## Passage to read
::::::::

Single by Jazmine Sullivan

from the album Fearless
- Released: November 11, 2008 (airplay) December 16, 2008 (CD single)
- Genre: Soul; orchestral pop;
- Length: 4:11
- Label: J Records; Puppy Love; Arista;
- Songwriter(s): J. Sullivan; S. Remi;
- Producer(s): Salaam Remi

Jazmine Sullivan singles chronology
| "Bust Your Windows" (2008) | "Lions, Tigers & Bears" (2008) | "Dream Big" (2009) |

= Lions, Tigers & Bears (song) =

"Lions, Tigers & Bears" is the fourth single released from American R&B–soul singer Jazmine Sullivan's debut album Fearless. The song impacted radio on November 11, 2008, and was released on December 16, 2008, as the album's third single. At the 51st Annual Grammy Awards, the song was nominated for Best Female R&B Vocal Performance and Best R&B Song.

::::::::

## Recorded information
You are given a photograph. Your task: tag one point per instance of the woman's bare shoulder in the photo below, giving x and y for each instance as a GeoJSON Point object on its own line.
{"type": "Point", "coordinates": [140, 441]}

::::::::

## Problem details
Which record labels does the page about the song "Lions, Tigers & Bears" list? Name every one.

## Exercise response
J Records, Puppy Love, and Arista.